> _Consigna escrita 1_
Indica si cada afirmación concuerda con el fragmento que aparece a continuación: (a) el único fracaso verdadero es no crecer como resultado de nuestras experiencias; (b) Manuel es el hijo menor de Sánchez; (c) debemos habituarnos a las experiencias dolorosas. Responde sí o no y cita textualmente las palabras del fragmento que lo deciden.

> _Fragmento del texto_
——

Es el significado de toda situación:
“No es lo que nos pasa, sino lo que hacemos con lo que nos pasa y en quién decidimos convertirnos como resultado de lo que nos sucede. El único fracaso verdadero es no crecer como resultado de nuestras experiencias”.
Sin duda, hemos acumulado por muchos años experiencias dolorosas, inimaginables, inconmensurables, injustas. Es hora de crecer. No nos podemos habituar a ellas.
Debemos convertirnos en “niños luminosos” y emanciparnos del sentimiento herido. Dejar de empequeñecerse, liberar nuestros miedos y deponer nuestros temores, para que –como Marie Laure, la niña ciega y Warner y el joven buen oyente– juntemos nuestros corazones con la voz de una luz, que atraviesa cálida el prisma de nuestros corazones. Luz que será nuestra inspiración, para salvar abismos, redimir la violencia y comprometernos más, con tacto y humildad.
Y escribió Manuel, el hijo mayor de Sánchez:
“Puede que esto cause risa, pero si pudiera encontrar las palabras apropiadas me gustaría algún día escribir poesía. Siempre he tratado de encontrar la belleza aún entre la maldad en que he vivido, para que sentirme desilusionado por completo de la vida. Me gustaría cantar la poesía de la vida… grandes emociones, amor sublime. Poder expresar hasta las más bajas pasiones en una forma hermosa. Los hombres que son capaces de escribir de esas cosas hacen el mundo un poco más habitable, alzan la vida a un nivel diferente”
Trato de escribir, suavemente, la luz que no puedes ver.

——

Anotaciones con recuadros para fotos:

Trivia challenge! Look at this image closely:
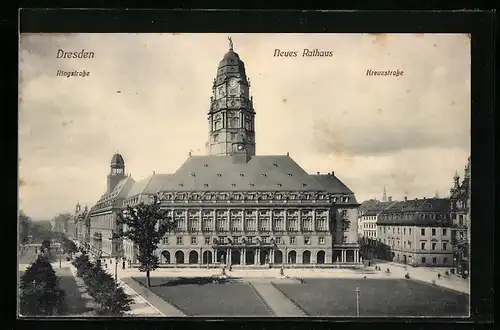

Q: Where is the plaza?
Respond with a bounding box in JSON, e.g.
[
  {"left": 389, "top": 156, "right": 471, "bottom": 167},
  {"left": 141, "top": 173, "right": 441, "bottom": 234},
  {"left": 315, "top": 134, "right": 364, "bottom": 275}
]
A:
[{"left": 104, "top": 262, "right": 469, "bottom": 317}]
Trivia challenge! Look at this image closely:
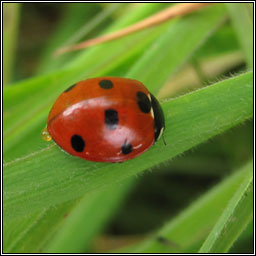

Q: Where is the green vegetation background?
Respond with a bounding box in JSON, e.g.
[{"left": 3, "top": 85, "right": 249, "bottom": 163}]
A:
[{"left": 3, "top": 3, "right": 253, "bottom": 253}]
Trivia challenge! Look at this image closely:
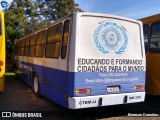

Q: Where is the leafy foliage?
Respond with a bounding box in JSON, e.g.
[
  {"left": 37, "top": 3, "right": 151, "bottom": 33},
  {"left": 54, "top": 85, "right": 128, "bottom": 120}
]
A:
[{"left": 5, "top": 0, "right": 82, "bottom": 61}]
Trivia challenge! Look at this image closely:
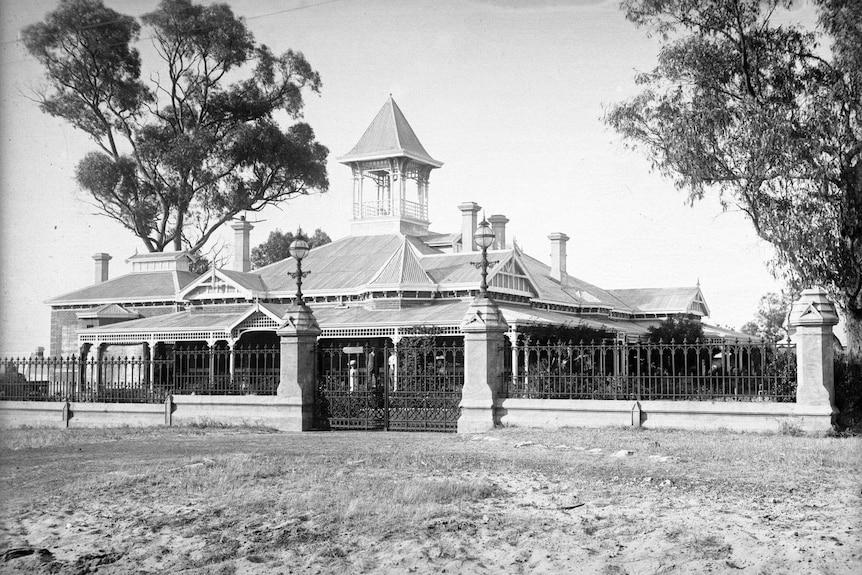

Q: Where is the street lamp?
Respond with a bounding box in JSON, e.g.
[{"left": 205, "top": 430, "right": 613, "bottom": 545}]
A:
[
  {"left": 473, "top": 217, "right": 495, "bottom": 297},
  {"left": 287, "top": 238, "right": 311, "bottom": 305}
]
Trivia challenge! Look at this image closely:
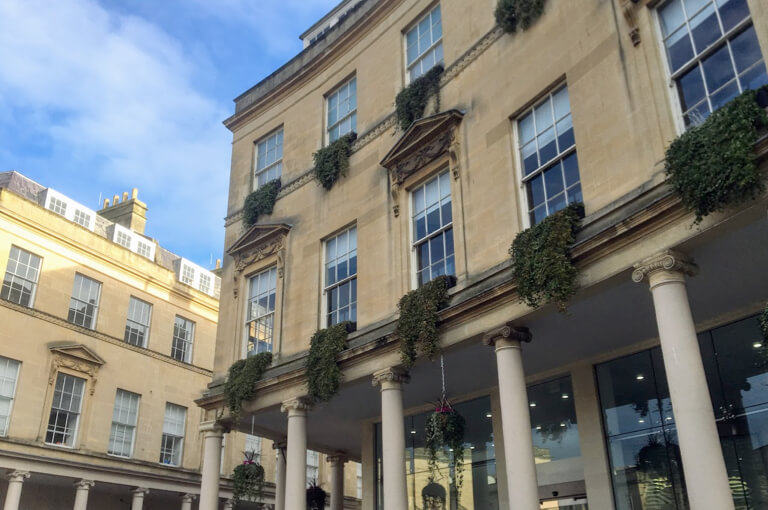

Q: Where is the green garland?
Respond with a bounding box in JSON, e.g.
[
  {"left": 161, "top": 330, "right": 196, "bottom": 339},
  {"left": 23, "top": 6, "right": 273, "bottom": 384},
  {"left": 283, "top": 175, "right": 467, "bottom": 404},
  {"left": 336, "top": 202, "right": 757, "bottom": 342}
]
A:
[
  {"left": 306, "top": 322, "right": 352, "bottom": 402},
  {"left": 395, "top": 65, "right": 443, "bottom": 131},
  {"left": 312, "top": 133, "right": 357, "bottom": 189},
  {"left": 424, "top": 400, "right": 466, "bottom": 500},
  {"left": 224, "top": 352, "right": 272, "bottom": 422},
  {"left": 232, "top": 452, "right": 264, "bottom": 506},
  {"left": 509, "top": 204, "right": 584, "bottom": 311},
  {"left": 665, "top": 90, "right": 768, "bottom": 224},
  {"left": 395, "top": 276, "right": 453, "bottom": 368},
  {"left": 243, "top": 179, "right": 281, "bottom": 227},
  {"left": 493, "top": 0, "right": 545, "bottom": 33}
]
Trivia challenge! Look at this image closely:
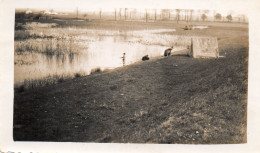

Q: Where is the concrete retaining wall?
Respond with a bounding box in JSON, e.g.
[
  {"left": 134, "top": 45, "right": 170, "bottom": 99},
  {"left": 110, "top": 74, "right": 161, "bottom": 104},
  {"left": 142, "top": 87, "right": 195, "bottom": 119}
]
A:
[{"left": 190, "top": 37, "right": 219, "bottom": 58}]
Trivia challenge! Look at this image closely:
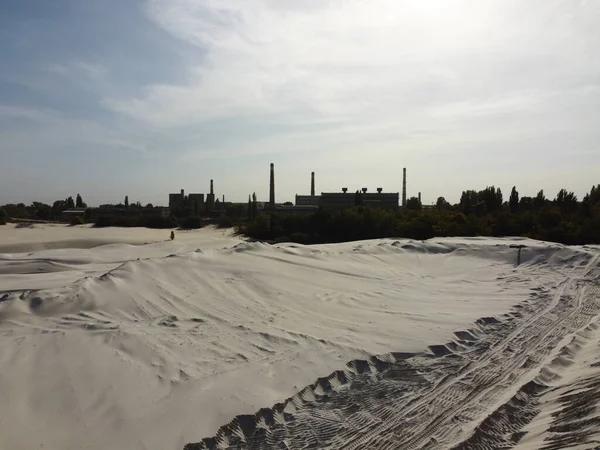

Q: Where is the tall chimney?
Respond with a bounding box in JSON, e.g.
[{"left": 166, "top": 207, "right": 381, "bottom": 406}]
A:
[
  {"left": 402, "top": 167, "right": 406, "bottom": 208},
  {"left": 269, "top": 163, "right": 275, "bottom": 208}
]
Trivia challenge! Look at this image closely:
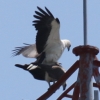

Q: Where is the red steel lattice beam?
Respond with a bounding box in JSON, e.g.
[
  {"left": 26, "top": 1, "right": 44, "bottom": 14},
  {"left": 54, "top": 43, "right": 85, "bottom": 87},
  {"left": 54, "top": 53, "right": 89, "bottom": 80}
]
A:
[{"left": 37, "top": 61, "right": 79, "bottom": 100}]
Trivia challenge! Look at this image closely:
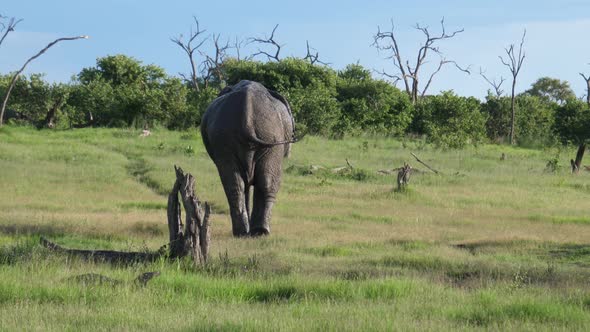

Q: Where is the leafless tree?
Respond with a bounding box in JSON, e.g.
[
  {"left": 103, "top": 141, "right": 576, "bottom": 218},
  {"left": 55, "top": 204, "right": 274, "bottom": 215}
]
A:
[
  {"left": 479, "top": 68, "right": 506, "bottom": 97},
  {"left": 303, "top": 40, "right": 329, "bottom": 66},
  {"left": 199, "top": 35, "right": 230, "bottom": 86},
  {"left": 249, "top": 24, "right": 285, "bottom": 61},
  {"left": 0, "top": 36, "right": 88, "bottom": 127},
  {"left": 232, "top": 37, "right": 248, "bottom": 61},
  {"left": 170, "top": 16, "right": 208, "bottom": 92},
  {"left": 372, "top": 18, "right": 470, "bottom": 103},
  {"left": 0, "top": 14, "right": 22, "bottom": 49},
  {"left": 580, "top": 63, "right": 590, "bottom": 106},
  {"left": 498, "top": 29, "right": 526, "bottom": 144}
]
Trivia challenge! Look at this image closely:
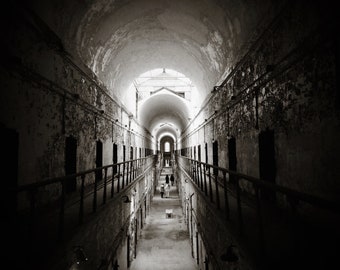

——

> _Consigna escrita 2_
Selecciona todas las líneas de los registros que contengan la palabra "green". Distingue entre mayúsculas y minúsculas.

> _Respuesta escrita 1_
(a) Sí: «El único fracaso verdadero es no crecer como resultado de nuestras experiencias».
(b) No: «el hijo mayor de Sánchez».
(c) No: «No nos podemos habituar a ellas».

> _Respuesta escrita 2_
Q: Where is the green vegetation background?
Q: Where is the green garland?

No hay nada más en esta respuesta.